● **Problem**
If an entry holds a picture, leave that picture out and reproduce everything else exactly.

(Supplied data Opens)

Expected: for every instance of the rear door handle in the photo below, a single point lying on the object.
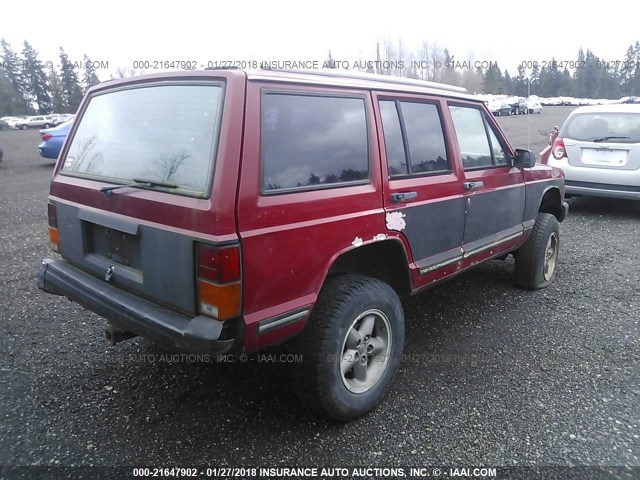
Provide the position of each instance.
(472, 185)
(401, 197)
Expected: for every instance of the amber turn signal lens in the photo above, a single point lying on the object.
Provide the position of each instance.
(219, 301)
(54, 239)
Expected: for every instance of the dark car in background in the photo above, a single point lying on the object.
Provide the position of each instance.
(518, 105)
(52, 140)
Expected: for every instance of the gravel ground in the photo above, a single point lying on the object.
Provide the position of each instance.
(492, 375)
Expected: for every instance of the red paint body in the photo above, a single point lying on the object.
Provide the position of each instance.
(290, 241)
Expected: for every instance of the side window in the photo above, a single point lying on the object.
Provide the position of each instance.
(396, 156)
(499, 155)
(472, 137)
(422, 136)
(309, 141)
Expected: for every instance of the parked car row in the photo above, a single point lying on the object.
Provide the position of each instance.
(514, 106)
(52, 139)
(35, 121)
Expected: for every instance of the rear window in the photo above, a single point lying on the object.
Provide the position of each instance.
(312, 141)
(163, 133)
(622, 127)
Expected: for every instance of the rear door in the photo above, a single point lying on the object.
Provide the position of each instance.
(424, 197)
(494, 191)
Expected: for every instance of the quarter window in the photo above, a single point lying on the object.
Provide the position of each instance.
(420, 147)
(472, 137)
(499, 155)
(312, 141)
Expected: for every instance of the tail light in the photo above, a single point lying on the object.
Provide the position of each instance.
(54, 238)
(558, 150)
(218, 281)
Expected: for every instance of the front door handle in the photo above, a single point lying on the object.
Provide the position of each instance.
(472, 185)
(401, 197)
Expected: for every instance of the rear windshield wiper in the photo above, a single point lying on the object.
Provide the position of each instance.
(604, 139)
(138, 183)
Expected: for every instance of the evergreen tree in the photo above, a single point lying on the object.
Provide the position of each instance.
(35, 80)
(449, 74)
(55, 90)
(579, 80)
(627, 72)
(72, 92)
(534, 80)
(11, 70)
(10, 103)
(520, 84)
(565, 84)
(90, 77)
(508, 84)
(493, 80)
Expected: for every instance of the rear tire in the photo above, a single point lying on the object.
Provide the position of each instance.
(537, 259)
(351, 347)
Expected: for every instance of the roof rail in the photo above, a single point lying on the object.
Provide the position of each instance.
(326, 72)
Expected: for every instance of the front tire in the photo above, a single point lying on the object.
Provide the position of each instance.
(351, 347)
(537, 259)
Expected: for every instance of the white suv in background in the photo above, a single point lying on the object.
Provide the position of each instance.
(37, 121)
(598, 149)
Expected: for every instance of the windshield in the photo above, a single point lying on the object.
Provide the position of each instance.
(618, 127)
(165, 133)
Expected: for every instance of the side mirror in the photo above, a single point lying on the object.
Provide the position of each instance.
(523, 159)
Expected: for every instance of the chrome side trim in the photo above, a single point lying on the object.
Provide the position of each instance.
(441, 264)
(281, 320)
(491, 245)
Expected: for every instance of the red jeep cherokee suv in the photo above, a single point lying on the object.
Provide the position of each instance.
(227, 211)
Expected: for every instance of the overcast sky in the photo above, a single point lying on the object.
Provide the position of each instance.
(121, 32)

(Supplied data Closes)

● **Answer for this exercise**
Expected: for every instance of the rear door handle in the photo below, a single point lying on the object.
Provide the position of each instance.
(472, 185)
(401, 197)
Expected: for every instance of the amber turn signal lens in the photo above, a single point lying on the object.
Provide the position of each instance.
(219, 301)
(54, 239)
Expected: for every instance of the dark car in background in the photo above, a single point lying on the object.
Provide the position of each instance.
(518, 105)
(52, 140)
Expected: for every instance of the gravel ground in the photo above, a single point lying on the object.
Provide the position of each instance.
(492, 375)
Expected: for every instance of the red paint body in the photo above, a single point lying on the object.
Provide the position of each instance.
(290, 241)
Expected: for every instance of the side window in the photo above, a single point lying on the object.
Provide the position of each instance.
(396, 156)
(499, 155)
(472, 137)
(422, 136)
(309, 141)
Expected: for every instance of the parked car row in the photo above, a single point lying on the object.
Provide the position of each instance.
(514, 106)
(52, 139)
(35, 121)
Expected: for every instance of the rear window in the photo above, a single point lying on the object.
Provide the position of each instance.
(312, 141)
(163, 133)
(622, 127)
Expected: for every instance of the rear door in the photo above, a single point lying on the object.
Provide the position of each instance.
(424, 197)
(494, 191)
Expected: for every instance of the quarter window in the photo above, a single point lying on the object.
Provide the position of each instance.
(420, 147)
(472, 137)
(499, 155)
(312, 141)
Expected: for every instance of the tail light in the photo above, a single point lying on the object.
Provide the position of each instance.
(54, 238)
(558, 150)
(218, 281)
Expected: for every instance of the front door handle in the photo above, a single point lying on the object.
Provide the position of each instance.
(472, 185)
(401, 197)
Expected: for every instance of the rear windshield wiper in the photo above, a single point lying on the object.
Provide the position of each instance.
(604, 139)
(138, 183)
Expected: for every instance of the evergreen tree in the photo above, a single point lying on the object.
Provide the position of each instance.
(35, 80)
(449, 74)
(55, 90)
(579, 80)
(627, 72)
(72, 92)
(534, 80)
(11, 70)
(10, 103)
(520, 84)
(565, 84)
(90, 77)
(508, 84)
(493, 80)
Expected: for every instance of the rear tire in the photo above, a single point lying on the object.
Provide the position of each instance.
(537, 259)
(351, 347)
Expected: for every instance of the roof rail in the photo above, a single point lying on the object.
Provide the position of each instance.
(326, 72)
Expected: for every instance of the front tire in the photo above, a single point lying on the object.
Provide the position of each instance.
(351, 347)
(537, 259)
Expected: for every instance of the white suv in background in the photo above, a single point lying on the object.
Provide the position of each instance.
(37, 121)
(598, 149)
Expected: for every instance of the windshield in the photo above, a single point lying on the object.
Provide the position of each instance.
(618, 127)
(165, 133)
Expected: for every instance of the side mirror in the photo above, a single point lying on the object.
Provide the position of each instance.
(523, 159)
Expected: for every instance of the chrome side trim in the photo above, a single point lying on the object.
Provide the position of each instance.
(441, 264)
(281, 320)
(491, 245)
Expected: for every instance of the red jeep cherokee suv in the photo above, a single point lying on the object.
Provide the position of each instance.
(227, 211)
Expected: for every instance of the overcast sky in the photo above, a single point lying on the object.
Provide the position of each instance.
(121, 32)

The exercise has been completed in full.